Text section:
+ + + + +
The idea of the perfect dairy goat is for it to be dairy in nature but with the substance of bone and confirmation to hold up over the animals life span. From head to toe this means:
Head, doesnt factor in except for breed standards. such as Nubian roman noes. Lamancha gopher ears...

Necks should be long and delicate. No practical use but makes for a more sightly show animal.

Chest or brisket should protruded out in front of the front legs while shoulders / withers should be smooth and well blended.

Front legs should line up vertically with the center of the shoulders and should not bow in or out or turn in or out in a cow hawked manner. All of this is (confirmation) is so that the front end of the animal holds up over the life time. Think of the front legs as the suspension and the pasterns as the shocks. Good confirmation help extend the life time of the animals pasterns. Of which you want straight with the hooves almost inline with the leg. To long and they tend to break down sooner. To short and they dont do their job well enough.

Topline (spine) you want either flat from withers to pins (rump) or slightly up hill at the withers (shoulders). Again, confirmation is key here. A straight spine is a healthy spine and flows into the rest of the animals confirmation.
+ + + + +
Required task A:
Which lines in the records below contain the string "sleeve"? Extract each of them, matching case exactly.
+ + + + +
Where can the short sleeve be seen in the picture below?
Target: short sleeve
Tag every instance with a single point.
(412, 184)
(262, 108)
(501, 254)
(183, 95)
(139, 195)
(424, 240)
+ + + + +
Required task B:
Can you transcribe the dairy goat passage word for word from "The idea of" up to and including "Lamancha gopher ears..."?

Task result A:
Where can the short sleeve be seen in the picture below?
Target: short sleeve

Task result B:
The idea of the perfect dairy goat is for it to be dairy in nature but with the substance of bone and confirmation to hold up over the animals life span. From head to toe this means:
Head, doesnt factor in except for breed standards. such as Nubian roman noes. Lamancha gopher ears...